They discovered that the carbon content of warm gas rose quickly around 13 billion years ago, which may have been caused by extensive gas heating brought on by the “Epoch of Reionization” phenomenon. This suggests that warm carbon suddenly increased by 5x over only 300 million years – the blink of an eye in astronomical timescales.

Dr. Rebecca Davies, ASTRO 3D Postdoctoral Research Associate at Swinburne University of Technology, Australia, and lead author of the paper describing the discovery, said, “That’s what we’ve done here. And so, we present two potential interpretations of this rapid evolution. The first is that there is an initial increase in carbon around galaxies simply because there is more carbon in the Universe.”

“During the period when the first stars and galaxies are forming, a lot of heavy elements are forming because we never had carbon before we had stars. And so one possible reason for this rapid rise is that we’re seeing the products of the first generations of stars.”

After the Big Bang’s cosmological Dark Ages, the lights were turned back on at the Epoch of Reionisation, when the Universe was “only” one billion years old.

The cosmos was previously covered in a thick, dark gaseous fog. The Universe, however, was reionized as the first massive stars started to form, and their light began to shine through space. This light may have caused the surrounding gas to heat up quickly, which is what caused the increase in warm carbon that was seen in this research.

To comprehend when and how the first stars formed and started creating the elements that are present today, studies of reionization are essential. However, observations have a history of being challenging.

Dr. Valentina D’Odorico from the Italian Institute for Astrophysics, the Principal Investigator of the observational programme, said, “The research led by Dr. Davies was built on an exceptional sample of data obtained during 250 hours of observations on the Very Large Telescope (VLT) at the European Southern Observatory in Chile. This is the largest amount of observing time assigned to a single project with the X-Shooter spectrograph.”

“Thanks to the 8m VLT we could observe some of the most distant quasars, which act as flashlights, illuminating galaxies along the path from the early Universe to the Earth.”

Some photons are absorbed by galaxies during the quasar light’s 13 billion-year voyage across the Universe, leaving behind unique barcode-like patterns in the light that can be analyzed to learn the chemical makeup and temperature of the gas in the galaxies.

^^^^

--- TASKS AND EXERCISES ---
(a) From the passage about early warm carbon, output everything from "After the Big" down to "of being challenging.".
(b) In the passage about early warm carbon, how many hours of observations on the Very Large Telescope produced the data sample?
Rely only on the passage about early warm carbon.

(Collected data)
^^^^

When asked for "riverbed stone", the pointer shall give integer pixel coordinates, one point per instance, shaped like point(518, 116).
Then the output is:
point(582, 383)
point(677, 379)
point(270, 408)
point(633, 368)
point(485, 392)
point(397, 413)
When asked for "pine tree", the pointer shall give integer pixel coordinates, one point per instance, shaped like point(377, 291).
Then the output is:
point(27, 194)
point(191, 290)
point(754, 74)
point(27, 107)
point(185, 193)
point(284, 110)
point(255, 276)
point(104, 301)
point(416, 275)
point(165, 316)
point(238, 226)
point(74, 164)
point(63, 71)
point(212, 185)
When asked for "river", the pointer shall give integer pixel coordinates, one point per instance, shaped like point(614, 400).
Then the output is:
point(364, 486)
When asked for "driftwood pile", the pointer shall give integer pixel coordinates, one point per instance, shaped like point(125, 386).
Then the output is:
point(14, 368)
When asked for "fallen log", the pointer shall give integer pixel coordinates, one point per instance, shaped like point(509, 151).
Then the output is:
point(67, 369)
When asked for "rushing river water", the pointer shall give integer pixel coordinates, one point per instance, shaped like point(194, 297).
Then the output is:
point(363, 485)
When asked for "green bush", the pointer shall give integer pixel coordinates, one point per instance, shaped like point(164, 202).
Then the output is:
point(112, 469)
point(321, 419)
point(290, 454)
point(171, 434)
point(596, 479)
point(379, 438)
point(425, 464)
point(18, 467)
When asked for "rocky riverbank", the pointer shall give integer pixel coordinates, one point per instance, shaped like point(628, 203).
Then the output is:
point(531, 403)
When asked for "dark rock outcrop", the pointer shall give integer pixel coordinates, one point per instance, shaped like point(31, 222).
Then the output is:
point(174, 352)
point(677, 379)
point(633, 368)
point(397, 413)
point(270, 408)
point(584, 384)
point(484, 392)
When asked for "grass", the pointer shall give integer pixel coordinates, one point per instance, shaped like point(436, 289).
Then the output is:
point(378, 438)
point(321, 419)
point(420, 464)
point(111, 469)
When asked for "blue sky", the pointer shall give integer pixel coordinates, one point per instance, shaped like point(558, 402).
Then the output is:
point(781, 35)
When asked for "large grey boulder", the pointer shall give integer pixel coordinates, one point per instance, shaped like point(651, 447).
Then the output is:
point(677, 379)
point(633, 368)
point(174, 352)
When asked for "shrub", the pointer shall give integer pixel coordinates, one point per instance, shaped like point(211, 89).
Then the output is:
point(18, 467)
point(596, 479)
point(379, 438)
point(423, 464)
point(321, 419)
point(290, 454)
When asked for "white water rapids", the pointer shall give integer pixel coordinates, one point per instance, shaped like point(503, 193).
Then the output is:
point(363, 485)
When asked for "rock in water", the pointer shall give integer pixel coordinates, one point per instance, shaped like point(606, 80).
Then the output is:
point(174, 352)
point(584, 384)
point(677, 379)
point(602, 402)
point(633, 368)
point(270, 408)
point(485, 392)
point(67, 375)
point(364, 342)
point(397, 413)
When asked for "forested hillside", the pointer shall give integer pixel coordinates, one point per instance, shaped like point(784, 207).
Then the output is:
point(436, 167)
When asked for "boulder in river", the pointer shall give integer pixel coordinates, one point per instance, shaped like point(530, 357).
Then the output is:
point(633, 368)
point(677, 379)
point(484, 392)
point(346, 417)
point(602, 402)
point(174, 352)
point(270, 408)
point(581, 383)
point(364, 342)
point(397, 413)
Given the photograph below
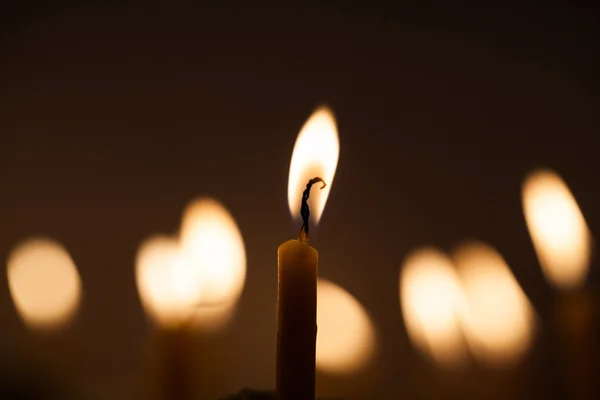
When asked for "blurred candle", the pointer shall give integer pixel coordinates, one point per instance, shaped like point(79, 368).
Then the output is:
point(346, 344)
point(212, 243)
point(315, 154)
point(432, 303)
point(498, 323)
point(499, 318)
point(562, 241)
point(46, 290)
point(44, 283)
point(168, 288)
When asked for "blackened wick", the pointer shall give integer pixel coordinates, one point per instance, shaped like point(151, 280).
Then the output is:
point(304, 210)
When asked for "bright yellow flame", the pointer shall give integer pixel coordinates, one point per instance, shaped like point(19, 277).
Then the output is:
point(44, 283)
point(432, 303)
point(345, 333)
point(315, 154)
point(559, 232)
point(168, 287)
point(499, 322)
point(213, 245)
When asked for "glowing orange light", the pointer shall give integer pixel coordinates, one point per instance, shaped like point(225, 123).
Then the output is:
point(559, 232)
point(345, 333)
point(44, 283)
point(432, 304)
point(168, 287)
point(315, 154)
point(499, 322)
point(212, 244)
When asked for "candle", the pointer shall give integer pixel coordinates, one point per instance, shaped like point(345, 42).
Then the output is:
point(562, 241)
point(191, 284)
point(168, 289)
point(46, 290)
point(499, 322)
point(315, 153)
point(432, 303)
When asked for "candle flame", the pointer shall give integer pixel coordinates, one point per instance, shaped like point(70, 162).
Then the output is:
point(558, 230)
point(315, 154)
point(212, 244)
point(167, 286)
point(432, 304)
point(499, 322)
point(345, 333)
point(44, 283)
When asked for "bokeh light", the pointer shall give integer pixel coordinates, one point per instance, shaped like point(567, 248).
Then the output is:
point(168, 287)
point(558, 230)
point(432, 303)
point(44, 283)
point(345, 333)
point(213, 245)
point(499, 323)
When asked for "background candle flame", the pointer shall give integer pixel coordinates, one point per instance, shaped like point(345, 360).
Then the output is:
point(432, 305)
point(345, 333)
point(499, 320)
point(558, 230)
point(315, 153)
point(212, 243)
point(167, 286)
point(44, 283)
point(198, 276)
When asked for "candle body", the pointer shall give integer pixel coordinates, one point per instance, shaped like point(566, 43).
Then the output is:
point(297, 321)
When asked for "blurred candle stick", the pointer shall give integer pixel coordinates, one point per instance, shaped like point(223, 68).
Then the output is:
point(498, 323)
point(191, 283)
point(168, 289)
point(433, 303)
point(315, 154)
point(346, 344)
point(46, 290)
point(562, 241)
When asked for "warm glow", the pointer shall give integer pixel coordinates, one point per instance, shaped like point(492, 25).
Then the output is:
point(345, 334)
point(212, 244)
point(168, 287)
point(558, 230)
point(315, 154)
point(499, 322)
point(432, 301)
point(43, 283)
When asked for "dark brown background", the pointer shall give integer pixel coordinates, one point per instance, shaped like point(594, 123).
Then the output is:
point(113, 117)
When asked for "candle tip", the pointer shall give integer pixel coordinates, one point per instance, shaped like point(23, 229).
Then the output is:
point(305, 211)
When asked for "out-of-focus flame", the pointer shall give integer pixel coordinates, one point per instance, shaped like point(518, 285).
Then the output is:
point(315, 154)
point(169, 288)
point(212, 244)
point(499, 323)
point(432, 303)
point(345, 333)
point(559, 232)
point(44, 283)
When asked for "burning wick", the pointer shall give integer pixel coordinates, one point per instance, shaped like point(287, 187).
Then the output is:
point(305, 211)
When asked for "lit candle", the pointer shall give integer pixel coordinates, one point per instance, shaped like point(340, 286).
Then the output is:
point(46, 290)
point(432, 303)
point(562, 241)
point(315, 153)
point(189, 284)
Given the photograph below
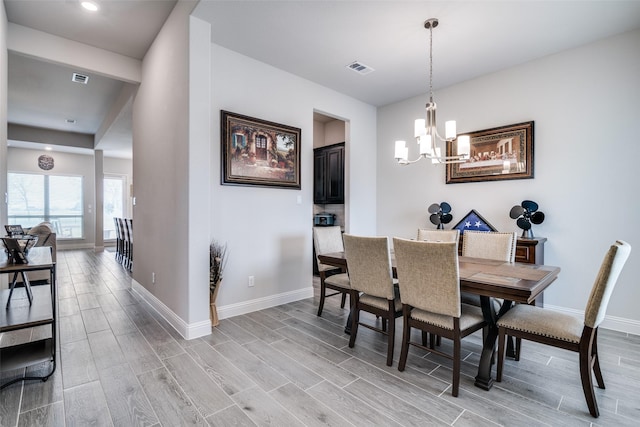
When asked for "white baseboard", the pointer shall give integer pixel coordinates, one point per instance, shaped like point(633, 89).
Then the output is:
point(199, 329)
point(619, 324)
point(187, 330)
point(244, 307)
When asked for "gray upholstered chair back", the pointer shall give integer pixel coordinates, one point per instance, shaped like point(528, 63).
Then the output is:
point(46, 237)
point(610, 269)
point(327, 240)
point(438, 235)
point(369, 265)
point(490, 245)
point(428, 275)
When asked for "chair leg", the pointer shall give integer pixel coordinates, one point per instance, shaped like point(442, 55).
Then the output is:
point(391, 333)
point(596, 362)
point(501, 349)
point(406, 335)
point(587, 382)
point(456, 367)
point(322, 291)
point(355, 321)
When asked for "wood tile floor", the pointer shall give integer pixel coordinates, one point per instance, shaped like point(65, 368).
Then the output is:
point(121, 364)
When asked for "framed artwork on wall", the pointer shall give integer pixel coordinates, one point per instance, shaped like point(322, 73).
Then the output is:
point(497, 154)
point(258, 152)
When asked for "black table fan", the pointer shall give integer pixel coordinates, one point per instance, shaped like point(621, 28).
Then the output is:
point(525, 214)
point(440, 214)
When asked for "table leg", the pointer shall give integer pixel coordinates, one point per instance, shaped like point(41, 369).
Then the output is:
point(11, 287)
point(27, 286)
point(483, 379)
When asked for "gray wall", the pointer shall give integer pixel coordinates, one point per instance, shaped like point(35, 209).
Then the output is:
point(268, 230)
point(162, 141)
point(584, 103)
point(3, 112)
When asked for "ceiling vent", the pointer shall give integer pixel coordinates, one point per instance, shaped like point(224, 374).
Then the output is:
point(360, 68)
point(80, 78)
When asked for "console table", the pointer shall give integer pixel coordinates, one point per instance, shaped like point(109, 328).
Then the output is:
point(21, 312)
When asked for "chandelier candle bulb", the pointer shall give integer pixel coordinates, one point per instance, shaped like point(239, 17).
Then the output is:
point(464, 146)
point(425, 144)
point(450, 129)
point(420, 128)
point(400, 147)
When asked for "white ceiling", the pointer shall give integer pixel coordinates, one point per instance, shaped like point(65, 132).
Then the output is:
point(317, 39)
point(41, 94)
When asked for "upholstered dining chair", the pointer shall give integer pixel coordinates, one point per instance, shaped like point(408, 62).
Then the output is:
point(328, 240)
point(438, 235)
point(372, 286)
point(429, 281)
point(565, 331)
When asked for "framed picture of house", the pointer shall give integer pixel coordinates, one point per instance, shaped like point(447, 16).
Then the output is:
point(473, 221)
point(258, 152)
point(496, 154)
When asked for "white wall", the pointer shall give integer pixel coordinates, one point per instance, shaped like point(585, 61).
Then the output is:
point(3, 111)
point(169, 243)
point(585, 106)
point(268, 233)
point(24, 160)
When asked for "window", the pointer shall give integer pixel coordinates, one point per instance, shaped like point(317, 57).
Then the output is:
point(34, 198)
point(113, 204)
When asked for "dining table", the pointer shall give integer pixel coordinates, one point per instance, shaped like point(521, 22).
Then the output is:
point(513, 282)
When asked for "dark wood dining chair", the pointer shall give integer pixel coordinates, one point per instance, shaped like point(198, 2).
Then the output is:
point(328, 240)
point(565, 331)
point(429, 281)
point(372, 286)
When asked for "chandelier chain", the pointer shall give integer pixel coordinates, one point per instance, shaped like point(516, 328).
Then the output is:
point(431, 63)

^^^^

--- OUTPUTS ---
(a)
After the Big Bang’s cosmological Dark Ages, the lights were turned back on at the Epoch of Reionisation, when the Universe was “only” one billion years old.

The cosmos was previously covered in a thick, dark gaseous fog. The Universe, however, was reionized as the first massive stars started to form, and their light began to shine through space. This light may have caused the surrounding gas to heat up quickly, which is what caused the increase in warm carbon that was seen in this research.

To comprehend when and how the first stars formed and started creating the elements that are present today, studies of reionization are essential. However, observations have a history of being challenging.

(b) 250 hours.